Challenge 1 = Can you repeat, word for word, the lines of the listing below from the line with "Indicate the side" up to and including the line with "pixel 442 220"?

+ + + +

Mame is the film version of the hit Broadway musical by Jerry Herman and stars Lucille Ball as Auntie Mame, a full-of-life, rule-defying woman. She’s also the aunt of young Patrick, who arrives in the middle of one of her crazy parties. Donning a bright red outfit, she dances around, guzzles scotch and fails to notice a strange child has walked into her life. But once she focuses her gaze on her young nephew, it is love at first sight, with the film following their fiercely loyal and complicated bond throughout the Depression, her marriage, loss and his adolescence.

+ + + +

Challenge 2 = Will you quote the description of the film Mame above, from "Mame is the" up to and including "and his adolescence."?

+ + + +

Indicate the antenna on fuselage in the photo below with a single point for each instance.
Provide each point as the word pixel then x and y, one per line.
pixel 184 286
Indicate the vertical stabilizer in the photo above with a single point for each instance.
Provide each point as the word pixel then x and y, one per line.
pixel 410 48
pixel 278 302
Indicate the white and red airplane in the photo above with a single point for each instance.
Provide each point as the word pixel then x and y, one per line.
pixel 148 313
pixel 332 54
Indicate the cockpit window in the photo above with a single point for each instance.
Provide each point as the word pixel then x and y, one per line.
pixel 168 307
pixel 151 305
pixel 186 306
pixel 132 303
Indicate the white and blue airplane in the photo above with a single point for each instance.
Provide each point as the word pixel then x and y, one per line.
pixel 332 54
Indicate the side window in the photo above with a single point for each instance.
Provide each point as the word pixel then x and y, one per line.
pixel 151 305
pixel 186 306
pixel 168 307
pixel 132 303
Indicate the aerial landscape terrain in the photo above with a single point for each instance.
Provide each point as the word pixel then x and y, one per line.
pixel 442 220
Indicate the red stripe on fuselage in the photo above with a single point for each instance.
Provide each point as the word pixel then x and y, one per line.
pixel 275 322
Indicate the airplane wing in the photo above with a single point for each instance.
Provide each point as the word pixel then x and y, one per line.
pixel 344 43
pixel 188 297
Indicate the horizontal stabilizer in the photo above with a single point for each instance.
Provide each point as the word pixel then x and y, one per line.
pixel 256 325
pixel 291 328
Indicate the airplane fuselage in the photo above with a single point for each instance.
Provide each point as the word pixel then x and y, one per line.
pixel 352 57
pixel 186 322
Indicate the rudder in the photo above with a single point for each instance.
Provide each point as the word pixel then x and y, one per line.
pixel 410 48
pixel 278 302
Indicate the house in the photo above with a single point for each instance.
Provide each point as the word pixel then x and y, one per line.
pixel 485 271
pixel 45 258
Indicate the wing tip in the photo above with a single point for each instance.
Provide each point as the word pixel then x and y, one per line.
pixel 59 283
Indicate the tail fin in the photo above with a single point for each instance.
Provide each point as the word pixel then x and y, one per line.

+ + + +

Written reply 1 =
Indicate the side window in the photo above with a single point for each instance.
Provide each point as the word pixel then x and y, one per line.
pixel 151 305
pixel 186 306
pixel 168 307
pixel 132 303
Indicate the aerial landscape terrain in the photo above with a single point for each instance.
Provide each point as the word pixel then x and y, one per line.
pixel 442 220

Written reply 2 =
Mame is the film version of the hit Broadway musical by Jerry Herman and stars Lucille Ball as Auntie Mame, a full-of-life, rule-defying woman. She’s also the aunt of young Patrick, who arrives in the middle of one of her crazy parties. Donning a bright red outfit, she dances around, guzzles scotch and fails to notice a strange child has walked into her life. But once she focuses her gaze on her young nephew, it is love at first sight, with the film following their fiercely loyal and complicated bond throughout the Depression, her marriage, loss and his adolescence.